Will you print the material below without altering a single character?

Extracted data entries:
################
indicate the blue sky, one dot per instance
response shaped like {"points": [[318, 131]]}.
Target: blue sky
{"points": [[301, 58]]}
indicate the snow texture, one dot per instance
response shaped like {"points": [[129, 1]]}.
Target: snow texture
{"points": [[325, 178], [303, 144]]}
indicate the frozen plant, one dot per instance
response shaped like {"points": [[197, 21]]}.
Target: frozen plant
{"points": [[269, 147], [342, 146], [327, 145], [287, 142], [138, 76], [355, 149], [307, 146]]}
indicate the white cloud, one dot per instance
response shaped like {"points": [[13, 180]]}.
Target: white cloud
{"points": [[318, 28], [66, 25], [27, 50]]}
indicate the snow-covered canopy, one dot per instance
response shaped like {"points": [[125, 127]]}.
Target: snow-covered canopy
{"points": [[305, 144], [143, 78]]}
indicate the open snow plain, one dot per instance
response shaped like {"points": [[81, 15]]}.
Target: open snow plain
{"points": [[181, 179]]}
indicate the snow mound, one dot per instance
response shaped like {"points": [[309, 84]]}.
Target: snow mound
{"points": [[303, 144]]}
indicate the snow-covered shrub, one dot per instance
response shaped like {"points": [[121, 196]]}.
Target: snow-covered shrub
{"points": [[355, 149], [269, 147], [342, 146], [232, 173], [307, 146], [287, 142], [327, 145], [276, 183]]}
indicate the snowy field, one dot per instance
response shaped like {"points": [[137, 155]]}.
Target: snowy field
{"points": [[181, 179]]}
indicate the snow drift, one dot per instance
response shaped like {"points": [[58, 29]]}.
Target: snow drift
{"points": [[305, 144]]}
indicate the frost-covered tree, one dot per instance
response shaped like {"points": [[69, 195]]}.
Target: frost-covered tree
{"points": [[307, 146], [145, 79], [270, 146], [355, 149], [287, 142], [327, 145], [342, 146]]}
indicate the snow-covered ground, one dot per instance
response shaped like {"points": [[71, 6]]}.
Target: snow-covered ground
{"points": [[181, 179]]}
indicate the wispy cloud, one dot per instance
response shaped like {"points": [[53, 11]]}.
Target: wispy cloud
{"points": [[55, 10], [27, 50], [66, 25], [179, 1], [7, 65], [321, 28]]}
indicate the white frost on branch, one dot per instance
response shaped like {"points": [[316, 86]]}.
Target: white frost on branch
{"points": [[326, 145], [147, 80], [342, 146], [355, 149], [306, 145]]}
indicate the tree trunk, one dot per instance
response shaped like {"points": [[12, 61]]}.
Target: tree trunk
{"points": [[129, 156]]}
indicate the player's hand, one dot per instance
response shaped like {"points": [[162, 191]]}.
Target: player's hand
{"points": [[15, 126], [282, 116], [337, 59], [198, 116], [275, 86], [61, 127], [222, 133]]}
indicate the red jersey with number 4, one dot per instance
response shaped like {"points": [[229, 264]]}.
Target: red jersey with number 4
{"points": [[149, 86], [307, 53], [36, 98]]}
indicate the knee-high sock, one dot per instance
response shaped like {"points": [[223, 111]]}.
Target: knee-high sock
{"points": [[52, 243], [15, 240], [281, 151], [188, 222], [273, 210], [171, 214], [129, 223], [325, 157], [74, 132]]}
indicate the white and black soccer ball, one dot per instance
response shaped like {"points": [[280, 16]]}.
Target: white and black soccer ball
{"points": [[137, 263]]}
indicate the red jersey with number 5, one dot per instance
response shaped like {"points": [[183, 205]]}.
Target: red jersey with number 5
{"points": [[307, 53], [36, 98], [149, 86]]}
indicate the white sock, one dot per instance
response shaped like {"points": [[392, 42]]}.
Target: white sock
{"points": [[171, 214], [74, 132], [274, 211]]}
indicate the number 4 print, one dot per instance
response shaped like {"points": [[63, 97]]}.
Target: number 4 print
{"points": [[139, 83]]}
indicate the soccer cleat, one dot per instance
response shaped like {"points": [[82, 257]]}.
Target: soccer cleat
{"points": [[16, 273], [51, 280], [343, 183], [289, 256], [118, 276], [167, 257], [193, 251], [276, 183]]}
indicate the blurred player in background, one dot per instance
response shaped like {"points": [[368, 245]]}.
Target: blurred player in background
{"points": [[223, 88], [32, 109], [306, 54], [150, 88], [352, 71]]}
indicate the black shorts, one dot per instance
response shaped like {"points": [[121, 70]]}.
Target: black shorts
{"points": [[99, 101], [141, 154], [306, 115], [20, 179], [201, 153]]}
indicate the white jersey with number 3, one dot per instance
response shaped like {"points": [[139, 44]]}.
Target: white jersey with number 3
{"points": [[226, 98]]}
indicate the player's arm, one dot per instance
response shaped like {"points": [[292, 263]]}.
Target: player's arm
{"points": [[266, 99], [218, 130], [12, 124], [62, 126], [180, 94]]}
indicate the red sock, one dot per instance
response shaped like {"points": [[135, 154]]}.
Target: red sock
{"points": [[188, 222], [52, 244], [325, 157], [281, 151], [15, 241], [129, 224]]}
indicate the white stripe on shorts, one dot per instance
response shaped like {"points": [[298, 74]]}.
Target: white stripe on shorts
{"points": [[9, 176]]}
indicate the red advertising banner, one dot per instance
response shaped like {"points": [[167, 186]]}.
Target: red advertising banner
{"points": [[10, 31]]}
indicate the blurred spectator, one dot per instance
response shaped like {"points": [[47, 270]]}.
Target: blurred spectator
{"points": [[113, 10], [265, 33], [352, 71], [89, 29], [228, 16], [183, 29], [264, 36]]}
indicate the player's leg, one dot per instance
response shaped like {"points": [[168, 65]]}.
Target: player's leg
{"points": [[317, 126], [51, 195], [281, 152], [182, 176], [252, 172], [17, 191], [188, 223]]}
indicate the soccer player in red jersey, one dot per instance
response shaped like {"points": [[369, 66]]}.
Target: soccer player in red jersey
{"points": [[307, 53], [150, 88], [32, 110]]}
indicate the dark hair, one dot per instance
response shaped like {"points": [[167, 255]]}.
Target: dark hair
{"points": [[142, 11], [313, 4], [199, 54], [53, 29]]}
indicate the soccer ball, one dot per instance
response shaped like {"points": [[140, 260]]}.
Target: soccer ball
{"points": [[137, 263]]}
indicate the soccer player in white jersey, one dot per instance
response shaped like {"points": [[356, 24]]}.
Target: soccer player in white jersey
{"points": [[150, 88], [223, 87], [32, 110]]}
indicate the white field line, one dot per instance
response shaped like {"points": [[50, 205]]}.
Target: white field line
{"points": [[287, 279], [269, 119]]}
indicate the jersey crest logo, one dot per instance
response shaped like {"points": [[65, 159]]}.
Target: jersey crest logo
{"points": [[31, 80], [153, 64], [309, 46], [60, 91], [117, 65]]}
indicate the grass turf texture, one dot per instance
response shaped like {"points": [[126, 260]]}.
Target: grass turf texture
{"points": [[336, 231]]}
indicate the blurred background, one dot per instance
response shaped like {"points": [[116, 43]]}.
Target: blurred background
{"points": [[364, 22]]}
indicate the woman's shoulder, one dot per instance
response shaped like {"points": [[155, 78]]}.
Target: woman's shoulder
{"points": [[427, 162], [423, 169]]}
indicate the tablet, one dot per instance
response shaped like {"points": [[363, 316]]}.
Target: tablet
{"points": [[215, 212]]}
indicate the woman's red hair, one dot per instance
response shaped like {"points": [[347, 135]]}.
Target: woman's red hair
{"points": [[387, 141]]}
################
*RESPONSE TO THIS TASK*
indicate the blue sky, one dot per instance
response shaped like {"points": [[318, 131]]}.
Target: blue sky
{"points": [[301, 58]]}
indicate the snow texture, one dot per instance
response shaped like {"points": [[129, 1]]}.
Target: snow texture
{"points": [[325, 178], [303, 144]]}
indicate the frozen plant, one dot per instance
response shaped like {"points": [[197, 21]]}.
Target: frozen plant
{"points": [[269, 147], [342, 146], [327, 145], [287, 142], [138, 76], [355, 149], [307, 146]]}
indicate the white cloud, one dot per instance
response shaped like {"points": [[13, 180]]}.
Target: white cloud
{"points": [[318, 28], [66, 25], [27, 50]]}
indicate the snow-covered canopy, one dot per instance
response shaped like {"points": [[125, 127]]}.
Target: snow-covered canopy
{"points": [[305, 144], [143, 78]]}
indicate the open snow plain, one dot per instance
response shaped like {"points": [[81, 15]]}.
Target: open snow plain
{"points": [[181, 179]]}
indicate the snow mound, one dot per instance
response shaped like {"points": [[309, 84]]}.
Target: snow mound
{"points": [[303, 144]]}
indicate the snow-covered shrub, one dot per instance
response shaped like {"points": [[121, 196]]}.
Target: snow-covered shrub
{"points": [[355, 149], [269, 147], [342, 146], [232, 173], [307, 146], [287, 142], [327, 145], [276, 183]]}
indicate the snowy field, one dot per instance
response shaped like {"points": [[137, 155]]}.
Target: snowy field
{"points": [[181, 179]]}
indicate the snow drift, one dot per instance
response shaped like {"points": [[58, 29]]}.
Target: snow drift
{"points": [[305, 144]]}
indicate the frost-covered tree, one dot per instance
response shaped like {"points": [[69, 195]]}.
Target: frost-covered tree
{"points": [[307, 146], [145, 79], [270, 146], [355, 149], [287, 142], [327, 145], [342, 146]]}
indicate the snow-covered ground, one dot per instance
response shaped like {"points": [[71, 6]]}.
Target: snow-covered ground
{"points": [[181, 179]]}
indicate the wispy cloud, one dot per instance
response shaped like {"points": [[53, 11]]}.
Target: wispy cloud
{"points": [[55, 10], [27, 50], [66, 25], [179, 1], [7, 65], [321, 28]]}
indicate the white frost on branch, one dot per instance
response shaped like {"points": [[316, 86]]}.
Target: white frost on branch
{"points": [[326, 145], [147, 80], [342, 146], [355, 149], [306, 145]]}
indicate the tree trunk, one dot per instance
response shaped like {"points": [[12, 61]]}.
Target: tree trunk
{"points": [[129, 156]]}
indicate the player's hand, one dot per instance
response shaped like {"points": [[162, 191]]}.
Target: player's hand
{"points": [[15, 126], [282, 116], [337, 59], [198, 116], [275, 86], [61, 127], [222, 133]]}
indicate the red jersey with number 4, one dot per instance
response shaped like {"points": [[229, 264]]}.
Target: red jersey with number 4
{"points": [[149, 86], [307, 53], [36, 98]]}
indicate the knee-high sock, one dot per instance
response shaped like {"points": [[223, 111]]}.
Target: knee-high sock
{"points": [[52, 243], [15, 240], [281, 151], [188, 222], [273, 210], [171, 214], [129, 223], [325, 157], [74, 132]]}
indicate the white and black soccer ball, one dot per instance
response shaped like {"points": [[280, 16]]}.
Target: white and black soccer ball
{"points": [[137, 263]]}
indicate the red jersey with number 5, one dot per instance
response shaped like {"points": [[183, 205]]}.
Target: red jersey with number 5
{"points": [[307, 53], [36, 98], [149, 86]]}
indicate the white sock, one dot per instance
response shaped like {"points": [[392, 42]]}.
Target: white sock
{"points": [[171, 214], [74, 132], [274, 211]]}
indicate the number 4 print, one dot per instance
response shaped like {"points": [[63, 97]]}.
Target: number 4 print
{"points": [[139, 83]]}
indicate the soccer cleat, one dot per instance
response shaped like {"points": [[82, 257]]}.
Target: soccer cleat
{"points": [[16, 273], [51, 280], [343, 183], [289, 256], [118, 276], [167, 257], [193, 251], [276, 183]]}
indicate the blurred player in background, one dot per instance
response shaped like {"points": [[368, 245]]}.
Target: blurred player in background
{"points": [[223, 88], [32, 109], [306, 54], [150, 88], [352, 71]]}
indicate the black shorts, one dot per instance
response shaped like {"points": [[121, 70]]}.
Target: black shorts
{"points": [[99, 101], [141, 154], [306, 115], [20, 179], [201, 153]]}
indicate the white jersey with number 3, one dot per instance
response shaped like {"points": [[139, 44]]}.
Target: white jersey with number 3
{"points": [[226, 98]]}
indicate the player's arm, one dot per instance
response shaped like {"points": [[292, 263]]}.
Target: player's arm
{"points": [[266, 99], [218, 130], [12, 124], [62, 126], [180, 94]]}
indicate the red sock, one dot per instance
response shaped like {"points": [[135, 154]]}.
Target: red sock
{"points": [[188, 222], [52, 244], [325, 157], [281, 151], [15, 241], [129, 224]]}
indicate the white stripe on shorts, one dot per instance
response shaped like {"points": [[298, 74]]}.
Target: white stripe on shorts
{"points": [[9, 176]]}
indicate the red advertising banner, one dot per instance
response shaped like {"points": [[167, 186]]}.
Target: red advertising banner
{"points": [[10, 31]]}
indicate the blurred spectator, one dot per instance
response shaped like {"points": [[47, 270]]}.
Target: blurred spectator
{"points": [[113, 10], [265, 33], [352, 71], [89, 29], [228, 16], [183, 29], [264, 36]]}
indicate the player's leg, one dot per instance
response shaped like {"points": [[168, 65]]}.
Target: player's leg
{"points": [[317, 126], [51, 195], [281, 152], [182, 176], [252, 172], [17, 191], [188, 223]]}
indicate the soccer player in red jersey, one dot per instance
response shaped like {"points": [[369, 66]]}.
Target: soccer player in red jersey
{"points": [[307, 53], [150, 88], [32, 110]]}
indicate the dark hair, one dot per instance
response shaped like {"points": [[167, 255]]}.
Target: dark hair
{"points": [[142, 11], [313, 4], [199, 54], [53, 29]]}
indicate the soccer ball, one dot per instance
response shaped like {"points": [[140, 260]]}.
Target: soccer ball
{"points": [[137, 263]]}
indicate the soccer player in white jersey, one dot per instance
response shaped like {"points": [[356, 24]]}.
Target: soccer player in white jersey
{"points": [[150, 88], [223, 87], [32, 110]]}
indicate the white field line, one dot per instance
response shaped like {"points": [[50, 205]]}.
Target: white field line
{"points": [[287, 279], [269, 119]]}
indicate the jersey crest logo, one dot per instance
response shaped like {"points": [[65, 159]]}.
Target: jersey crest logo
{"points": [[31, 80], [153, 64], [309, 46], [60, 91], [117, 65]]}
indicate the grass turf texture, one dot per instance
response shaped like {"points": [[126, 260]]}.
Target: grass turf texture
{"points": [[336, 231]]}
indicate the blurred background, one dot per instance
response shaped like {"points": [[116, 43]]}.
Target: blurred background
{"points": [[364, 22]]}
indicate the woman's shoulder, one dot per instance
response shaped like {"points": [[155, 78]]}.
Target: woman's shoulder
{"points": [[427, 162], [423, 169]]}
indicate the tablet, one dot per instance
response shaped like {"points": [[363, 316]]}.
Target: tablet
{"points": [[215, 212]]}
indicate the woman's red hair, one dot per instance
response shaped like {"points": [[347, 135]]}.
Target: woman's red hair
{"points": [[387, 141]]}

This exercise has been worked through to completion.